● **What the task asks**: Could you carry on the DOHSBase Compare product page past its final paragraph?

DOHSbase Compare
Optimize your chemical risk assessment processes with DOHSBase Compare
In complex industrial environments, managing multiple hazardous substances requires precise and efficient chemical risk assessment tools. DOHSBase Compare, integrated within DOHSBase Online, empowers safety professionals to evaluate and prioritize chemical risks effectively through structured hazard ranking, ensuring a safer workplace.
When a production facility uses dozens or even hundreds of chemical substances, the question is not just whether each substance is hazardous – it is which substances pose the greatest risk and therefore deserve the most attention. DOHSBase Compare answers that question with a structured, reproducible chemical risk assessment methodology.
Look up 10 Free Substances Now!
What DOHSBase Compare Does for Chemical Risk Assessment
DOHSBase Compare is a chemical risk comparison tool that allows you to place multiple substances side by side and rank them according to their potential risk. Rather than evaluating each substance in isolation, you can build a comparison list of all chemicals used in a particular process, department, or facility and immediately see which ones require priority action.

[Point-per-instance localization data]
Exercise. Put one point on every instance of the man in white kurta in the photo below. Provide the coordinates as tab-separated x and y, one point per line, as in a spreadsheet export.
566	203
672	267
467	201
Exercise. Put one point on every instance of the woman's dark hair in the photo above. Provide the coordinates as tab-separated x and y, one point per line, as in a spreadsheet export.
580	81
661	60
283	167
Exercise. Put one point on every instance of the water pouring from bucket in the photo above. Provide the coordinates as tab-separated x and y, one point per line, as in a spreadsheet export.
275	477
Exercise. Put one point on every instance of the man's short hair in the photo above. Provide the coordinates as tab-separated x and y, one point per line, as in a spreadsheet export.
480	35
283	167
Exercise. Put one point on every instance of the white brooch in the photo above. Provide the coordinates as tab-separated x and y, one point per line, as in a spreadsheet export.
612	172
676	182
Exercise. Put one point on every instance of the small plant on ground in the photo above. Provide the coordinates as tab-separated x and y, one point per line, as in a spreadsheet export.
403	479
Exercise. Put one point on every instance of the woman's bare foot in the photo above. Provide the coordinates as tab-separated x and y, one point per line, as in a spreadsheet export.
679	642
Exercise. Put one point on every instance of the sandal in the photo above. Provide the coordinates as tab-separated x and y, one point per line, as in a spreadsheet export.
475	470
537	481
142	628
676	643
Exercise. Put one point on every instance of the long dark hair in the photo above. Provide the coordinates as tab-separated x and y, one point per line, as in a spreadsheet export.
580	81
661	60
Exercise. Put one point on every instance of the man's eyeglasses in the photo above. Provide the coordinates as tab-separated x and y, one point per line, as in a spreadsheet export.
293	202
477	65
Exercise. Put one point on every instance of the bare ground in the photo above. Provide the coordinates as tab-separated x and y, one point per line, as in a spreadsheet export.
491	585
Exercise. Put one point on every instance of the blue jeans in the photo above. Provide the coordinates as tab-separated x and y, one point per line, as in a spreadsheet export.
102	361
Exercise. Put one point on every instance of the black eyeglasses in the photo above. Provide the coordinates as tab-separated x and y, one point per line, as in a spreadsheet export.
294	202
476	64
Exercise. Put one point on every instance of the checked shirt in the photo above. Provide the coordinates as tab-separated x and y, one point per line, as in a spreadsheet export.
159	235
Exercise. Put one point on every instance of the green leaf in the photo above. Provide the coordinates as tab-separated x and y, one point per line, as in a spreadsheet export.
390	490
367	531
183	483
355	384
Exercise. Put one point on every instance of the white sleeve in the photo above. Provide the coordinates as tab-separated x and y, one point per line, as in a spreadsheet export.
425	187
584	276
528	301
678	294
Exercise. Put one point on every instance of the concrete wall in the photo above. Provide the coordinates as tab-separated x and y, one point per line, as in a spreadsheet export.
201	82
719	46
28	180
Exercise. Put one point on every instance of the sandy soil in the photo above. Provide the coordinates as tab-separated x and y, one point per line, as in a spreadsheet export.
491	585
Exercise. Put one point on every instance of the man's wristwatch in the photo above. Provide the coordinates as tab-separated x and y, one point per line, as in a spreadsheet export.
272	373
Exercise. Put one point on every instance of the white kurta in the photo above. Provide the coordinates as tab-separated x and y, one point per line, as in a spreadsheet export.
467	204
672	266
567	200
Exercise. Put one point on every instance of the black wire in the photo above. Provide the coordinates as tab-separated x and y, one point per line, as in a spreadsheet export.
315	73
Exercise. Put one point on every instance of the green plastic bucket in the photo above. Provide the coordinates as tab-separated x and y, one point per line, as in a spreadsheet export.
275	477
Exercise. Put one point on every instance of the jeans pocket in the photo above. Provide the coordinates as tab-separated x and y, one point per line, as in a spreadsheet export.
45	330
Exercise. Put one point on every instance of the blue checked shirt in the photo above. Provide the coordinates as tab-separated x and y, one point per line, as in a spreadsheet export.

● **Answer to the problem**:
The tool is fully integrated within DOHSBase Online. Any substance you look up in the main database can be added to a comparison list with a single click. Once your list is complete, DOHSBase Compare calculates a Risk Assessment Score (RAS) for each substance and presents the results in a ranked overview.
The Risk Assessment Score (RAS) Methodology
The RAS is a composite index that combines three critical parameters into a single, comparable score for each substance:
Hazard Statements (H-phrases)
The GHS/CLP H-phrases assigned to a substance describe its intrinsic hazards – whether it is acutely toxic, a carcinogen, a respiratory sensitizer, or presents other health risks. DOHSBase Compare evaluates all relevant H-phrases and assigns a hazard score based on the severity of the most critical classification. Substances classified as carcinogenic (H350), mutagenic (H340), or toxic to reproduction (H360) receive the highest hazard ratings, while substances with less severe classifications score lower.
Saturation Concentration
The saturation concentration represents the maximum vapor concentration that a substance can reach in air at a given temperature. This is a key parameter for inhalation risk: a substance with high intrinsic toxicity but very low vapor pressure may present less inhalation risk than a moderately toxic substance that evaporates readily. By incorporating saturation concentration into the RAS, DOHSBase Compare accounts for real-world exposure potential, not just theoretical hazard.
Occupational Exposure Limits (OELs)
The third parameter is the applicable occupational exposure limit. DOHSBase Compare uses the same limit value hierarchy as DOHSBase Online, meaning it will apply the most authoritative available limit – whether that is a legal limit, a health-based value, a DNEL, or a kick-off value. A lower OEL indicates that a substance is considered more hazardous at lower concentrations, which increases the RAS score.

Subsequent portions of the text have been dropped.